◆ **Directions**
Pick up the email thread below about the SVE2 NBSL patch and continue it from where it stops.

> On 10 Jul 2025, at 11:12, Kyrylo Tkachov <ktkac...@nvidia.com> wrote:
> 
> 
> 
>> On 10 Jul 2025, at 10:40, Richard Sandiford <richard.sandif...@arm.com> 
>> wrote:
>> 
>> Kyrylo Tkachov <ktkac...@nvidia.com> writes:
>>> Hi all,
>>> 
>>> While the SVE2 NBSL instruction accepts MOVPRFX to add more flexibility
>>> due to its tied operands, the destination of the movprfx cannot be also
>>> a source operand. But the offending pattern in aarch64-sve2.md tries
>>> to do exactly that for the "=?&w,w,w" alternative and gas warns for the
>>> attached testcase.
>>> 
>>> This patch just removes that alternative causing RA to emit a normal extra
>>> move.
>>> So for the testcase in the patch we now generate:
>>> nor_z:
>>> nbsl z1.d, z1.d, z2.d, z1.d
>>> mov z0.d, z1.d
>>> ret
>>> 
>>> instead of the previous:
>>> nor_z:
>>> movprfx z0, z1
>>> nbsl z0.d, z0.d, z2.d, z0.d
>>> ret
>>> 
>>> which generated a gas warning.

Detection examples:

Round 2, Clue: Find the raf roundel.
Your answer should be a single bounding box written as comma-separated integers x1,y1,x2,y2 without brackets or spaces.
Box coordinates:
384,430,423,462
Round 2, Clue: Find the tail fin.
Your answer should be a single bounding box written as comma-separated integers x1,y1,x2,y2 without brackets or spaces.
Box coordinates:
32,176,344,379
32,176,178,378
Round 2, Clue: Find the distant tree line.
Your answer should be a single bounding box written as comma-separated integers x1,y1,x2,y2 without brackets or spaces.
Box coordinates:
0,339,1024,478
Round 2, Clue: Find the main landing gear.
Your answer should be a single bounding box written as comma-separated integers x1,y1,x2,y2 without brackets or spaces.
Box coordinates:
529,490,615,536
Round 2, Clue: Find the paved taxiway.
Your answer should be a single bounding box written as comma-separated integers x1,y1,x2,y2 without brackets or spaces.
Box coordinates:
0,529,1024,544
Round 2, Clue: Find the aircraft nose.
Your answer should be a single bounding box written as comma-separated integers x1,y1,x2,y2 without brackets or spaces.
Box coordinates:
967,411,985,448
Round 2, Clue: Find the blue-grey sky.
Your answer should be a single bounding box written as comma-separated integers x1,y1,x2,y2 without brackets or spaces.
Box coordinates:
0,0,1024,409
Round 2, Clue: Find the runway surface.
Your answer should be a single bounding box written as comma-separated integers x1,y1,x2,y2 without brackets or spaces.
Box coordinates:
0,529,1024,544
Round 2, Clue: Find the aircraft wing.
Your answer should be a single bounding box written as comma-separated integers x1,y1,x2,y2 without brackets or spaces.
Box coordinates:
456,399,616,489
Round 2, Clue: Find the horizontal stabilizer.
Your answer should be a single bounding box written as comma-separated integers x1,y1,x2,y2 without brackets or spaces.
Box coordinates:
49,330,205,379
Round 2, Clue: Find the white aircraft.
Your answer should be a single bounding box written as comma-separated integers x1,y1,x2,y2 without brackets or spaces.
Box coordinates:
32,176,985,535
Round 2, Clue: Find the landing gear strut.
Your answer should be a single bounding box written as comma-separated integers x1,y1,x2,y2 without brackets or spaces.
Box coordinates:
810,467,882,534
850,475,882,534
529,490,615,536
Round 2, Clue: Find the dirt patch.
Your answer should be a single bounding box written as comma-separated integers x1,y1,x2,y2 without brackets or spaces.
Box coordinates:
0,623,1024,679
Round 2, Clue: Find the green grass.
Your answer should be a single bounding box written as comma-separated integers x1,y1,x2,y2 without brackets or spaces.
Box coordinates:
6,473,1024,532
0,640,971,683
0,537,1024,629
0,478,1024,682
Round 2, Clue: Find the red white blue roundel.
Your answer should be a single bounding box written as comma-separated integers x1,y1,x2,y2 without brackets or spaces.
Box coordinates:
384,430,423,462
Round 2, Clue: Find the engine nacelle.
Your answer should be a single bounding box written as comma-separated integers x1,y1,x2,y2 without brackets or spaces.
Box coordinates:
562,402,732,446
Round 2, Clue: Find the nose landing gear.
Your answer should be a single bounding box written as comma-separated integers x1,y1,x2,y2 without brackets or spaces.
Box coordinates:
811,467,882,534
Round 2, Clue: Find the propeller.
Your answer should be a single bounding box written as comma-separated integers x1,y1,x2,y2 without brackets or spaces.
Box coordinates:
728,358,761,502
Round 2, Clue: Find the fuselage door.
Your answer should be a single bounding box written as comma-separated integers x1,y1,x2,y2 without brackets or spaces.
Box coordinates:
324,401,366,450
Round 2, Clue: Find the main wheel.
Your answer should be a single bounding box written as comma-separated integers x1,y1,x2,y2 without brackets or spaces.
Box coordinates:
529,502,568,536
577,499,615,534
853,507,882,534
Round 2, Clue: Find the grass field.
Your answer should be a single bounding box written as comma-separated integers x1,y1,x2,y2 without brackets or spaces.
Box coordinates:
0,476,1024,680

==

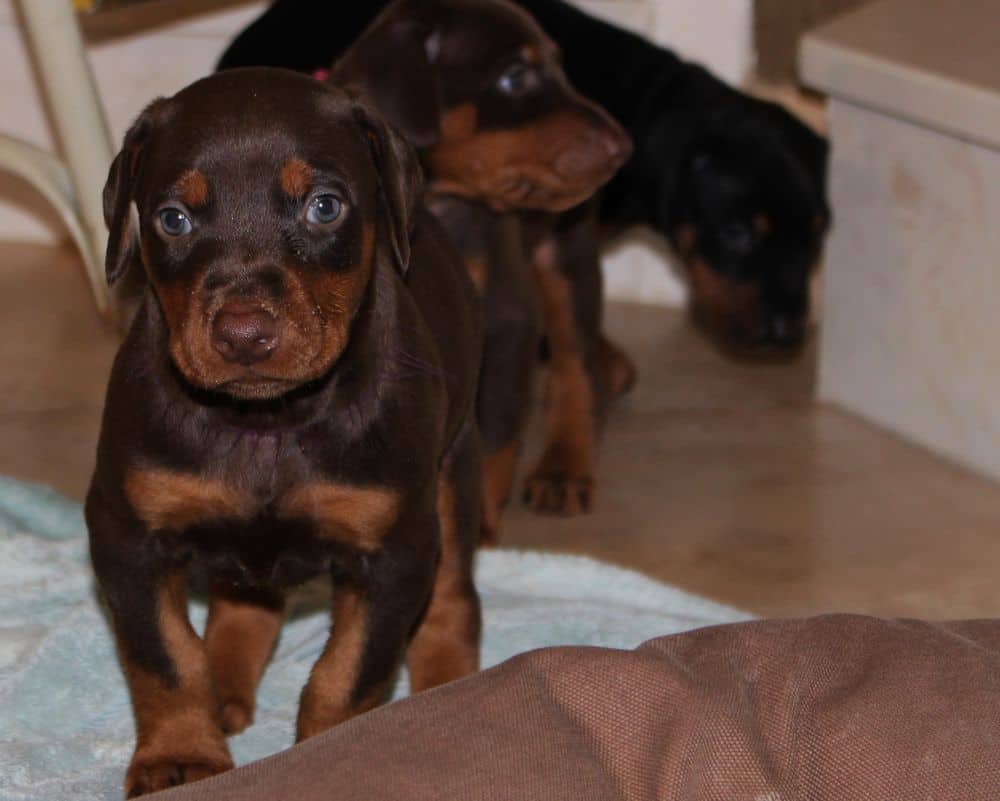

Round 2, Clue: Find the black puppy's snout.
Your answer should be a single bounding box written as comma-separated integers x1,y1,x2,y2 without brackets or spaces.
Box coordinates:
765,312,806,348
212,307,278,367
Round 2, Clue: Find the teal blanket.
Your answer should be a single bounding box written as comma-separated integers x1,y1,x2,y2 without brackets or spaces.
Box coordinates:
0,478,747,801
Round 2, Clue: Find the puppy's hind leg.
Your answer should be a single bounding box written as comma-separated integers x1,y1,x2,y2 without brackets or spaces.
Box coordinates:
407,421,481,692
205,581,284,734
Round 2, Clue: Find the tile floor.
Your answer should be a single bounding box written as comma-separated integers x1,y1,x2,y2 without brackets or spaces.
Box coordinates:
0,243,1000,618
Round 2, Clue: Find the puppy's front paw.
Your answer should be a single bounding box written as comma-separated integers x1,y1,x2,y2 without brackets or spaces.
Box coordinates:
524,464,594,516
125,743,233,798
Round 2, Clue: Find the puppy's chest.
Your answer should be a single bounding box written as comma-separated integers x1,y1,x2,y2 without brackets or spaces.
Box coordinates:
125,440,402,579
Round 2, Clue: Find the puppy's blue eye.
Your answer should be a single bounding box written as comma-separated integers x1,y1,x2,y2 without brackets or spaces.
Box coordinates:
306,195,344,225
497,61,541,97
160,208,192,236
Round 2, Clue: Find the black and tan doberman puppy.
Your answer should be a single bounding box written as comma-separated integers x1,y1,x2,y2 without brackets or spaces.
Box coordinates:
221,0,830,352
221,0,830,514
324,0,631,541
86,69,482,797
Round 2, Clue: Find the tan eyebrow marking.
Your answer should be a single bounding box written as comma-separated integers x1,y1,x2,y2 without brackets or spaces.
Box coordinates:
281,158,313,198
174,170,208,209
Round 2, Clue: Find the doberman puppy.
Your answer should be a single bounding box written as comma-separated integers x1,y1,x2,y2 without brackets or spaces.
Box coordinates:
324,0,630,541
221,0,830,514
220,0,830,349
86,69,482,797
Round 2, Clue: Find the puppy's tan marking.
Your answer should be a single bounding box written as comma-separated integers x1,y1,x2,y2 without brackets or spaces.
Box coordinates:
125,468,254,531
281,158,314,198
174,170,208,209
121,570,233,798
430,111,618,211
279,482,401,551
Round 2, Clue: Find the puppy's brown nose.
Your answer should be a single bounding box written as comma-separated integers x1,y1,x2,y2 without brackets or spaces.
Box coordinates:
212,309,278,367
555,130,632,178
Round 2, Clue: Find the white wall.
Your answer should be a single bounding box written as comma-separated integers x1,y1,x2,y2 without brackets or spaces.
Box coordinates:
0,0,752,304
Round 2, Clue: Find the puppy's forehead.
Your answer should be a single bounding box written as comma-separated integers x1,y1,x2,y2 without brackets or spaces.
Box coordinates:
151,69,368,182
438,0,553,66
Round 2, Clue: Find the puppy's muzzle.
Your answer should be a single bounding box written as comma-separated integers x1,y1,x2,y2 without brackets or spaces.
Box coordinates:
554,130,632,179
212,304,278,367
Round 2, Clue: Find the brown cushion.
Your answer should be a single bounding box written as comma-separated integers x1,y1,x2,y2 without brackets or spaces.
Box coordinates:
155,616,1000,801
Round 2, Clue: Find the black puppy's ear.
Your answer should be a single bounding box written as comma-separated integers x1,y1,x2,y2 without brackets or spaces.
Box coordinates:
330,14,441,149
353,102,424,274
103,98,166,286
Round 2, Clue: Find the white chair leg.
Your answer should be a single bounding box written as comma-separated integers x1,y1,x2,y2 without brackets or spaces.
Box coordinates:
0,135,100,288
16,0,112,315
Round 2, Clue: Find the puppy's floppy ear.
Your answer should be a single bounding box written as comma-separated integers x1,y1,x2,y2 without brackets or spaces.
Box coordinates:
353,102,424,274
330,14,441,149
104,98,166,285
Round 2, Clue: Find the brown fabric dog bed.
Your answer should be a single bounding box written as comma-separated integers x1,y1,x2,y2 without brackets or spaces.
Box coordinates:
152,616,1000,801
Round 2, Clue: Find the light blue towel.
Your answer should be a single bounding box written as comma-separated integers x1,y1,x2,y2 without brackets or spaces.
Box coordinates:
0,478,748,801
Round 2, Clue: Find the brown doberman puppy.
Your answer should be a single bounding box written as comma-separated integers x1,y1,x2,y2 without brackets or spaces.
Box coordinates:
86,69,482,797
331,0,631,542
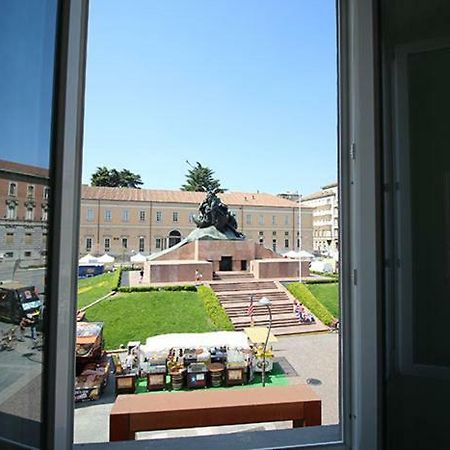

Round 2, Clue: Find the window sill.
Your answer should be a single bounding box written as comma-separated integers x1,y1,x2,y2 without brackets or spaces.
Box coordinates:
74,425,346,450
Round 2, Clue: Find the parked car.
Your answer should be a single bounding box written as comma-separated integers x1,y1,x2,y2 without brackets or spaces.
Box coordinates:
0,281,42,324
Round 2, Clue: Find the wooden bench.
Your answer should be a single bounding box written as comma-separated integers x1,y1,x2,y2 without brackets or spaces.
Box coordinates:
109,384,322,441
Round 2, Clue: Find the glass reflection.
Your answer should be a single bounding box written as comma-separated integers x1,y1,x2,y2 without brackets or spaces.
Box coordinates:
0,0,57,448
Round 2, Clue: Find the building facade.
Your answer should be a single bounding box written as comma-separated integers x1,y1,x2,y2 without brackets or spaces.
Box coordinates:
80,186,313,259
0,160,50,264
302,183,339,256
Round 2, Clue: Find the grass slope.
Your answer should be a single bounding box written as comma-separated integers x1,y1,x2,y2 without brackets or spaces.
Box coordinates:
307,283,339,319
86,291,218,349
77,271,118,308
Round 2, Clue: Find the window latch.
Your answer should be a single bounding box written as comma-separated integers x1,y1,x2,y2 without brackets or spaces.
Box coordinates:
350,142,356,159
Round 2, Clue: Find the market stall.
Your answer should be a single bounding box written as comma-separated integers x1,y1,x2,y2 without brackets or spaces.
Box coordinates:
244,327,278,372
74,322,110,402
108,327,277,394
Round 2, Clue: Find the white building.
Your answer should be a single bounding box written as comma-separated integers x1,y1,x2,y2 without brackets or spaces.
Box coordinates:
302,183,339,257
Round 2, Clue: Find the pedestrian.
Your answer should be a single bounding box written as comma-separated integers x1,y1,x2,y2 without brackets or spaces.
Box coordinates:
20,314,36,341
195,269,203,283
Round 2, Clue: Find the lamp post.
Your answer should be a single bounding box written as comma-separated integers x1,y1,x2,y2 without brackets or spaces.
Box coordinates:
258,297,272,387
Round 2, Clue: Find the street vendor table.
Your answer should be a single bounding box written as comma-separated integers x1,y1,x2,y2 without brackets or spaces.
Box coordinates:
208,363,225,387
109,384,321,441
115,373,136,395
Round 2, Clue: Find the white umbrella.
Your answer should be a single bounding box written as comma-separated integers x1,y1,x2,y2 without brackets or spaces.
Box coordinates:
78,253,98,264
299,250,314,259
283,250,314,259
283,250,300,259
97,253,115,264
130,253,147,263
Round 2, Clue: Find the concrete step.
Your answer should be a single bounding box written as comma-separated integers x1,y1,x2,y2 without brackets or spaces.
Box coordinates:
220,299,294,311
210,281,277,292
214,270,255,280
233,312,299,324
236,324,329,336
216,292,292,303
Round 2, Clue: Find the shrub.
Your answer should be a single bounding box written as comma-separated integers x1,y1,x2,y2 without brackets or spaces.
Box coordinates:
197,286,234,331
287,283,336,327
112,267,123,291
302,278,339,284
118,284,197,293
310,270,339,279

---

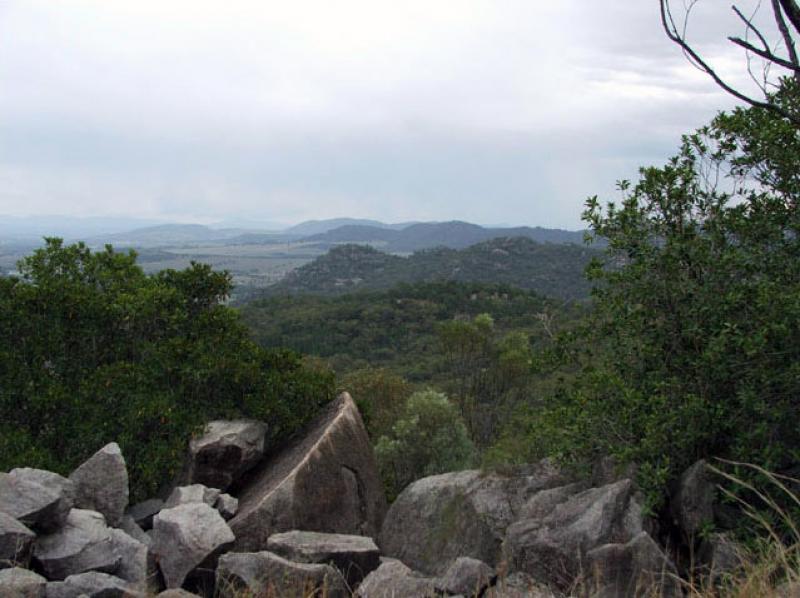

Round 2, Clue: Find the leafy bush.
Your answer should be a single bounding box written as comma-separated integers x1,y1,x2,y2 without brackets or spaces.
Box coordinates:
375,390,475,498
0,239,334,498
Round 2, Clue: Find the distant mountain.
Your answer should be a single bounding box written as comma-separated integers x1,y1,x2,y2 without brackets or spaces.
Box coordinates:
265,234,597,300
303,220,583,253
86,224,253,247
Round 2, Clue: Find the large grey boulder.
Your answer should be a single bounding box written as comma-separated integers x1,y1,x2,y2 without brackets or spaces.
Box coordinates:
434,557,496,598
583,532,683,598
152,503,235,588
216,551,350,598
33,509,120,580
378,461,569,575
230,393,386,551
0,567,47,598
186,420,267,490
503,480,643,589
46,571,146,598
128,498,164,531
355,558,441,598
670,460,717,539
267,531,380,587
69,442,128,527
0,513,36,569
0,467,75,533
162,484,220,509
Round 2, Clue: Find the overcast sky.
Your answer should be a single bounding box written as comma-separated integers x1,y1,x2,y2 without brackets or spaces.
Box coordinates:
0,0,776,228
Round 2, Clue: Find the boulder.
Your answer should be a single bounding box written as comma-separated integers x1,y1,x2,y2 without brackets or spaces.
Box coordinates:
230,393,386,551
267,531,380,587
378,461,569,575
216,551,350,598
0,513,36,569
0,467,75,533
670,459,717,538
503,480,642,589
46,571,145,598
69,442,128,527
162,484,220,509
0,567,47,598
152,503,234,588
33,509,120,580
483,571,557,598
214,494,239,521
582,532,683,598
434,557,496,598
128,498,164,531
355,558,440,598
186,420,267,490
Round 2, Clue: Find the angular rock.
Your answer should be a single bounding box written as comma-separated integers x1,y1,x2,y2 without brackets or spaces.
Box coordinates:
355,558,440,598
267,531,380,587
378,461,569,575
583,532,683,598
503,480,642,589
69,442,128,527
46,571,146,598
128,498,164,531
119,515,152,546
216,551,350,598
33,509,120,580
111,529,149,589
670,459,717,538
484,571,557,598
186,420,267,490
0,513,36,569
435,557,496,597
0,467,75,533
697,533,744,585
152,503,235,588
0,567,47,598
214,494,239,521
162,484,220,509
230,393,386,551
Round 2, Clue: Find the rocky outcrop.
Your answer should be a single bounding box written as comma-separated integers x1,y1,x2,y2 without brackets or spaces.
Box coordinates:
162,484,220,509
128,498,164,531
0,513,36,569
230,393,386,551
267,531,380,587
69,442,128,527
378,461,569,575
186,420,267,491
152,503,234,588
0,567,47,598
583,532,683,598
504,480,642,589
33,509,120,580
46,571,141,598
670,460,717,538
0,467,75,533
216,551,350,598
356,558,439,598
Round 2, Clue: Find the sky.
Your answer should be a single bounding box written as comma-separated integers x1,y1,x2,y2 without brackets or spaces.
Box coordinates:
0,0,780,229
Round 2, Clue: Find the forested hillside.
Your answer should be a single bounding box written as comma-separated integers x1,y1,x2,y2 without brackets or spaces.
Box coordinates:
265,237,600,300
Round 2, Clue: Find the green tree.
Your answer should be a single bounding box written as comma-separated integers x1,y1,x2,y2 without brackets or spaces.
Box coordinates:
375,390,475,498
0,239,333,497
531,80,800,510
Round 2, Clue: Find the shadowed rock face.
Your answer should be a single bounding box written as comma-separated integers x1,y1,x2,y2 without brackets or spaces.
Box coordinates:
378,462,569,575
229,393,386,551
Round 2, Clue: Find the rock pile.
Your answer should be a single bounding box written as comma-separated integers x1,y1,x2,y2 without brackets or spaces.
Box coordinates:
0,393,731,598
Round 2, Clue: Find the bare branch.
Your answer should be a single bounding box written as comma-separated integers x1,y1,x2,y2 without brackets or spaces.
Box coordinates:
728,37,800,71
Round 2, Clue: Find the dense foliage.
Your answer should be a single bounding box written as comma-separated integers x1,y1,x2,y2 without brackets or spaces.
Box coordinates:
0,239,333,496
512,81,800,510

◆ **Output of the exercise**
>> 
>> Shouldn't we instead change it to:
>> 
>>    [ ?&w      , w  , w ; yes            ] movprfx\t%0, %1\;nbsl\t%0.d, %0.d, 
>> %2.d, %1.d
>> 
>> ?  The "&" ensures that %1 is still valid in the NBSL.
>> 
>> (That's OK if it works.)
> 
> Yes, that seems to work, thanks.
> I’ll push this version after some more testing.
> 

Shall I backport this for GCC 15.2 as well?
The test case uses C operators which were enabled in GCC 15, though I suppose 
one could construct a pure ACLE intrinsics testcase too.

Thanks,
Kyrill 

> Kyrill
> 
>> 
>> Thanks,
>> Richard
>> 
>>> Bootstrapped and tested on aarch64-none-linux-gnu.
>>> Ok for trunk?
>>> Do we want to backport it?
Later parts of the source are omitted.